§ STATED PROBLEM: Beginning at the line that contains "of the trash" and ending at the last line of the entries, write out each line exactly; include nothing outside that span.

——

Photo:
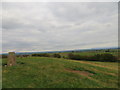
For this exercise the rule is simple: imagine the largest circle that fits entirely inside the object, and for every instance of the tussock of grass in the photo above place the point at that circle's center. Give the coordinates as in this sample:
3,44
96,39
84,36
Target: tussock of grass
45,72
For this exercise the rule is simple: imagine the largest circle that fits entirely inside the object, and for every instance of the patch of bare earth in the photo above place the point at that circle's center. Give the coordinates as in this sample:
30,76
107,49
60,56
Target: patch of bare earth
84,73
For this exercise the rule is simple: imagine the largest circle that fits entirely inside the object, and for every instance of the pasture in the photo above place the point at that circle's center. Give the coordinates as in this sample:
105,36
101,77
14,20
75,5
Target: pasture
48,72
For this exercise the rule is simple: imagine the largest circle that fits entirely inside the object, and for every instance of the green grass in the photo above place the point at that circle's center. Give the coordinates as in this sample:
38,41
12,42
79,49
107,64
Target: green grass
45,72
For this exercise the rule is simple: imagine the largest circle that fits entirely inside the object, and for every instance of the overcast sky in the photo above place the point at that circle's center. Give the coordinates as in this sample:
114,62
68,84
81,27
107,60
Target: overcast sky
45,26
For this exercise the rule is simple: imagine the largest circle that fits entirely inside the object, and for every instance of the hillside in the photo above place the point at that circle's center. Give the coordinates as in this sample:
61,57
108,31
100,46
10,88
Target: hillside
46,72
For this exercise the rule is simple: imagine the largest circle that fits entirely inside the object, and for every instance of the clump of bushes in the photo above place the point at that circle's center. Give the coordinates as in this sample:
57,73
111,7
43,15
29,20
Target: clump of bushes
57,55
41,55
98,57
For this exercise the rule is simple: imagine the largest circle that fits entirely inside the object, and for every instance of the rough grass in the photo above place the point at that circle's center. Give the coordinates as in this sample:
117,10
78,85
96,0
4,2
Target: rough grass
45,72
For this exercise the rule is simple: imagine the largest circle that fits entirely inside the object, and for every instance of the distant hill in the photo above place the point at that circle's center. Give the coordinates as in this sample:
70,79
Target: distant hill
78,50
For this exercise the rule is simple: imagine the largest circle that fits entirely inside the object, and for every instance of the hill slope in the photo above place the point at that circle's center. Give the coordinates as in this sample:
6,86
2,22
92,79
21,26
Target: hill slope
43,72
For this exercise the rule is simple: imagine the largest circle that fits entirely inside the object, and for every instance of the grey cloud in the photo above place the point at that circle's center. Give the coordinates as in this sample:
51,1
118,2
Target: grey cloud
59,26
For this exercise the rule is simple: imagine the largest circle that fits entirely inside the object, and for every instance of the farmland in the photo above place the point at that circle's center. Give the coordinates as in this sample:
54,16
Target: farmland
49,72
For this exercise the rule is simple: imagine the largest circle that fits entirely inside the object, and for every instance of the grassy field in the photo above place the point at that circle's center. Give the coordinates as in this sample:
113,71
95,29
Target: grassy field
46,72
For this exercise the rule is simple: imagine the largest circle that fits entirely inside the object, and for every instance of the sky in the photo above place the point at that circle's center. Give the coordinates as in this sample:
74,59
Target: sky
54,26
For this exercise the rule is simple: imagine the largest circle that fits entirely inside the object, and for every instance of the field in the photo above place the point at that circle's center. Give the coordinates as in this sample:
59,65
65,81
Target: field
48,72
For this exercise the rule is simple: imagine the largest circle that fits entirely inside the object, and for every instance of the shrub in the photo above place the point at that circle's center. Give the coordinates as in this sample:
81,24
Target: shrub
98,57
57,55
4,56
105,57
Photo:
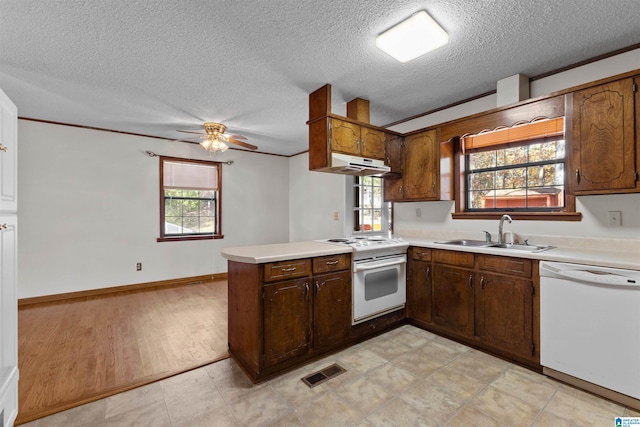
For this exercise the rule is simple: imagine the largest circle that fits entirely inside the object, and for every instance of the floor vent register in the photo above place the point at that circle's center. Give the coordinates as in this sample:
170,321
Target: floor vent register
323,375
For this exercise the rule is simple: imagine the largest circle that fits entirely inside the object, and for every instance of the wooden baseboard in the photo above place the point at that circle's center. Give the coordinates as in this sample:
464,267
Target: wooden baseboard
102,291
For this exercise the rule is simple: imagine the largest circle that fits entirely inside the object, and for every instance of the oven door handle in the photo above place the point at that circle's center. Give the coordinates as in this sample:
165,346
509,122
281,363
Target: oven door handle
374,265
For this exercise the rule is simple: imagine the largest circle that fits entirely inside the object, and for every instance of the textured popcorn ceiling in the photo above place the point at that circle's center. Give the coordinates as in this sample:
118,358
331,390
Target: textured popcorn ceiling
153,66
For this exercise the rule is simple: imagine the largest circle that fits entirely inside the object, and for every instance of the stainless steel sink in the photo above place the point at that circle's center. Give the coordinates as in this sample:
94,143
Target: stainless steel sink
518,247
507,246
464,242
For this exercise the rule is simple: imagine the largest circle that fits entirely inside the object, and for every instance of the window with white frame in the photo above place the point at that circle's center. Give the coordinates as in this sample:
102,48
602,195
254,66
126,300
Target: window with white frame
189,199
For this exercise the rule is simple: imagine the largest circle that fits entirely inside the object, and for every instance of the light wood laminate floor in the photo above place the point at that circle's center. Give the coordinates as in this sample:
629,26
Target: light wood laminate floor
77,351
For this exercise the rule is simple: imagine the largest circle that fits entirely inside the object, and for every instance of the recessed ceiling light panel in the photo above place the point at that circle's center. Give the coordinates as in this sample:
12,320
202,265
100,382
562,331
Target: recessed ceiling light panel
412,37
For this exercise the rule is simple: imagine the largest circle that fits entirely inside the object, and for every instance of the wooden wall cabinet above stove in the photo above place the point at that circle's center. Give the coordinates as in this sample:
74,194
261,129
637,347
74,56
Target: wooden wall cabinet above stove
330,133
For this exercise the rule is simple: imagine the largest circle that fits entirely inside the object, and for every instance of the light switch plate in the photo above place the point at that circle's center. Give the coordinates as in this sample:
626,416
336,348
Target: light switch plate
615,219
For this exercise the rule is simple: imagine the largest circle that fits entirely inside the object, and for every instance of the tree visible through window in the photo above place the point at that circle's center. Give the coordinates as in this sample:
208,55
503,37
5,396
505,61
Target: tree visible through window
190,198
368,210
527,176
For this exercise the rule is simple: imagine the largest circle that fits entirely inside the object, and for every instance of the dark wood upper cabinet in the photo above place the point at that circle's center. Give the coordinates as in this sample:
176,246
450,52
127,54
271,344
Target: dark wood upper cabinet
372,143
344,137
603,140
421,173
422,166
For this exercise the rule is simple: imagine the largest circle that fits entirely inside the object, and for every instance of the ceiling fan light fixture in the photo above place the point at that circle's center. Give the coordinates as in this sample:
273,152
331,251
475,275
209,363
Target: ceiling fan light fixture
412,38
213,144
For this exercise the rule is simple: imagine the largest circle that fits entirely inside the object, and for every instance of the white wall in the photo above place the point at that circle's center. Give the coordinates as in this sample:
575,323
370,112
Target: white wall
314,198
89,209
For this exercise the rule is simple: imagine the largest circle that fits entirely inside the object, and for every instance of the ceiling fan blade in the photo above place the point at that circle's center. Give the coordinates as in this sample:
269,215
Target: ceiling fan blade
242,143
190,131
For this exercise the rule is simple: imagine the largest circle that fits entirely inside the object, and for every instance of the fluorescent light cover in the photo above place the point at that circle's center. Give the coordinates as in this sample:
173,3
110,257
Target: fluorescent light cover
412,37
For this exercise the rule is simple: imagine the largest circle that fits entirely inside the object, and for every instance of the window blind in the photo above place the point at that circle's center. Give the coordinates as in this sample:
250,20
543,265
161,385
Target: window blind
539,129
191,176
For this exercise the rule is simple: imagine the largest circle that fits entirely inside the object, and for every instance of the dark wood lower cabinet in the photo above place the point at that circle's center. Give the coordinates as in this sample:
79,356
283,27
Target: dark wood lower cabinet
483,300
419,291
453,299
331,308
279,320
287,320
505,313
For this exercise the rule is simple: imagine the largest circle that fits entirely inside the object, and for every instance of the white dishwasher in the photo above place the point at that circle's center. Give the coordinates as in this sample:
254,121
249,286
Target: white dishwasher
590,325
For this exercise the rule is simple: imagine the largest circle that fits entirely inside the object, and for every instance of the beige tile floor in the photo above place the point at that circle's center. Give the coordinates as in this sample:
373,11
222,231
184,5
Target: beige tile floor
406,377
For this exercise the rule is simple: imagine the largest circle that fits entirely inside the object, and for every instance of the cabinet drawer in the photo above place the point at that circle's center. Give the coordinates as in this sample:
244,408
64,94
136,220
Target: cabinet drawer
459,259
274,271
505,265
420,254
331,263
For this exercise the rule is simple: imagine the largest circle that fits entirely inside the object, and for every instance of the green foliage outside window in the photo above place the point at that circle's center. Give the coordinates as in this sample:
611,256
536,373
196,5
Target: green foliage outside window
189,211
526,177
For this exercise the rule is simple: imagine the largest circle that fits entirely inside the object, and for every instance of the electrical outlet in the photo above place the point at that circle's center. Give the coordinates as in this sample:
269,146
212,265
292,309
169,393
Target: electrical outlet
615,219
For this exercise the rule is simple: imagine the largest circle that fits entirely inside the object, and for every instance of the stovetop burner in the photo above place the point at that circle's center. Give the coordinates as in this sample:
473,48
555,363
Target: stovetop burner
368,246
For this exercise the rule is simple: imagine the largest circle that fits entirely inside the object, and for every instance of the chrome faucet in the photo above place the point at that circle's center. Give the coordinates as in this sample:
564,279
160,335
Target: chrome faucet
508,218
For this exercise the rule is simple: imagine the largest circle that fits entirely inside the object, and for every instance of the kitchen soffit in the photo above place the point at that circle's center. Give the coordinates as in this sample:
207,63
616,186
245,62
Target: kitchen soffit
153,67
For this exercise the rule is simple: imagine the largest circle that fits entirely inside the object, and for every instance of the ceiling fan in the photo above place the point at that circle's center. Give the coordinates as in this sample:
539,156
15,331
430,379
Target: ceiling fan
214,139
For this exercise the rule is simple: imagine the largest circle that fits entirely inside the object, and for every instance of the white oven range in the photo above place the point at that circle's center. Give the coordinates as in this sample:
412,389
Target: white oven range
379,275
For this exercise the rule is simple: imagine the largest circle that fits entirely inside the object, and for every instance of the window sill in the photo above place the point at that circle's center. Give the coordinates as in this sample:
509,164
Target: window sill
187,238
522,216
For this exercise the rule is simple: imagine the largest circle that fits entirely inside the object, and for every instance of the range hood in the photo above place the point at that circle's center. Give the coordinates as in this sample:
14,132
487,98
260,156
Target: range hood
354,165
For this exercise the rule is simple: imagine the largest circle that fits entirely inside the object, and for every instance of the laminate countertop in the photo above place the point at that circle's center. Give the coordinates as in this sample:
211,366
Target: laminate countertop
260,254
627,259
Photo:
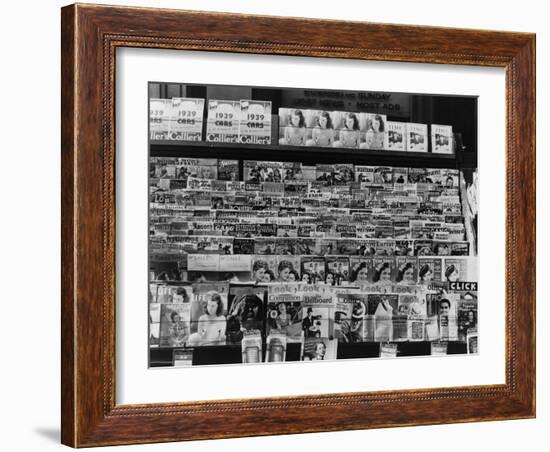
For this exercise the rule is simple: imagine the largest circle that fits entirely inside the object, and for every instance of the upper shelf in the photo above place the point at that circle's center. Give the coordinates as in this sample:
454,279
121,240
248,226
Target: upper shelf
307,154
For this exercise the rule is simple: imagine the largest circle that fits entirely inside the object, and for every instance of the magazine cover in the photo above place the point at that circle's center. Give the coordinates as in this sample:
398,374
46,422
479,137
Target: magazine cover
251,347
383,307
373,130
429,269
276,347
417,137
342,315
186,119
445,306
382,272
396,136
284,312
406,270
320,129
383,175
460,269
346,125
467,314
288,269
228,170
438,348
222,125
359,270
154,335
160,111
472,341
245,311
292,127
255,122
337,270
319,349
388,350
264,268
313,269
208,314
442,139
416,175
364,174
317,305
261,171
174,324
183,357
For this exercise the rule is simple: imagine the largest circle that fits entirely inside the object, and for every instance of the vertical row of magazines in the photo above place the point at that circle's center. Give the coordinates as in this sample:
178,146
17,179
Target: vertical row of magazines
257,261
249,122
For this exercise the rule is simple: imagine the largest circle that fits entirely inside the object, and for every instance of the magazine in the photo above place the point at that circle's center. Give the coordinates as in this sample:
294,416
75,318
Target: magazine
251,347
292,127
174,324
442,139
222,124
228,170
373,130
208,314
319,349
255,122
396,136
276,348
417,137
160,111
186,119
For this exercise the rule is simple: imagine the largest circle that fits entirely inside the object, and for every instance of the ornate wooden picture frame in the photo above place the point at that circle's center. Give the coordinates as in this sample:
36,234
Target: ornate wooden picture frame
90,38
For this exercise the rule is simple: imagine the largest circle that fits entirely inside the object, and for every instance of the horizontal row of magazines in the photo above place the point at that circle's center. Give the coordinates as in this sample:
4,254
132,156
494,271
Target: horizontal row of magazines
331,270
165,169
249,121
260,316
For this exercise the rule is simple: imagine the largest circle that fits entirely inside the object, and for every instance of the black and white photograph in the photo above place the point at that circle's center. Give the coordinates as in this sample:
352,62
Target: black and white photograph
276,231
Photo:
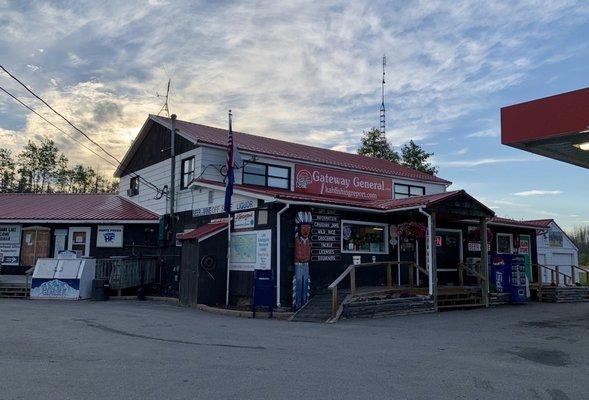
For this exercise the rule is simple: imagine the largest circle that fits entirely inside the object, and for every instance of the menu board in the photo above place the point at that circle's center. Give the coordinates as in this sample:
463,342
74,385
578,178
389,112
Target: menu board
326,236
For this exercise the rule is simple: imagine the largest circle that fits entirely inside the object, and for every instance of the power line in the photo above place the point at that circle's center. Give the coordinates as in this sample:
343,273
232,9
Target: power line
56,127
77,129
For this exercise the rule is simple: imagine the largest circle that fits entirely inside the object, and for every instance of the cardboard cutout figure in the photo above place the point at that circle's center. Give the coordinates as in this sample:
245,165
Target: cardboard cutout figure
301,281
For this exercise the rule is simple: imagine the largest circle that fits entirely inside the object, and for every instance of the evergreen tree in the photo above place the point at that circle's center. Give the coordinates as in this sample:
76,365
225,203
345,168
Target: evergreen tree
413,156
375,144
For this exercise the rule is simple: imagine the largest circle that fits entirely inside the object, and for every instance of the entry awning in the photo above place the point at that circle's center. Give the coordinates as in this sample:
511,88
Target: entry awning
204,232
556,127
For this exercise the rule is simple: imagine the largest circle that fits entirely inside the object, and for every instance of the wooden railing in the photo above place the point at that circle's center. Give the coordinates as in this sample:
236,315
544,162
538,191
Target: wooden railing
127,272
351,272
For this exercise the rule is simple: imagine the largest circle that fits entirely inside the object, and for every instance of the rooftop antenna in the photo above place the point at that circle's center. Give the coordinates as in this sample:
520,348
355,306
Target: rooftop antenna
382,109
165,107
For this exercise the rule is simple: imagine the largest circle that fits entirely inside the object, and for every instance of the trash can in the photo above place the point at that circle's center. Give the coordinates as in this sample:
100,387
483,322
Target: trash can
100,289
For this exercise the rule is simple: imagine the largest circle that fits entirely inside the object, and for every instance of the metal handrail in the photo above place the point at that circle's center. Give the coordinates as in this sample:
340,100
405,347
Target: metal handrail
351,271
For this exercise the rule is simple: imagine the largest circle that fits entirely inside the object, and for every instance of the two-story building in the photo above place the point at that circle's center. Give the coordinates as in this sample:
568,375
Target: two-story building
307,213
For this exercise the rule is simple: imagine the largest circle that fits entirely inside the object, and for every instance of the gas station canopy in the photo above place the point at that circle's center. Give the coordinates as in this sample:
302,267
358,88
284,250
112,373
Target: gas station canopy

——

§ RESULT BELOW:
For this exercise the rule is simple: imagine the largest circle that fits entirely inside the object, and for every instance of the trash can in the photo above place the point at that circle's center. Give the coordinates as in this sample:
100,387
483,322
Target: trash can
100,289
For this exercise the rule is simple: imagine the largest circle that fits entirely inside the object, and for every instance of the metal handrail in the photo above place the point at that circle's center. Give the coordinates as in this sample:
340,100
405,347
Target: metal handrail
351,271
For this exercise the rule is simple: imagine the largest circle that fits entirely inside the object, and for every instance of the two-story building in the photo above place the point at that circle's center. Give the coordinates as in this sample:
568,375
Target: two-story building
307,213
For this exercise the rule is simple: imagine the largest circle that fits entirely inside the object, and for every instance of the gas station canopy in the photo above place the point at that circle's center. Give the coordinates as in this sample:
302,267
358,88
284,250
112,373
Target: gas station canopy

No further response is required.